=== ABOUT THIS TASK ===
Each entry in the listing below should be returned precisely as it is.

=== INPUT DATA ===
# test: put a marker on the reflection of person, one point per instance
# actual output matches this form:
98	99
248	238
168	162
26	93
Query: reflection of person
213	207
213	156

=== REPLY TO THE EXERCISE ===
# test: put a marker on the reflection of person, one point per instance
# actual output matches this form:
98	99
248	238
168	162
26	93
Query: reflection of person
213	207
213	156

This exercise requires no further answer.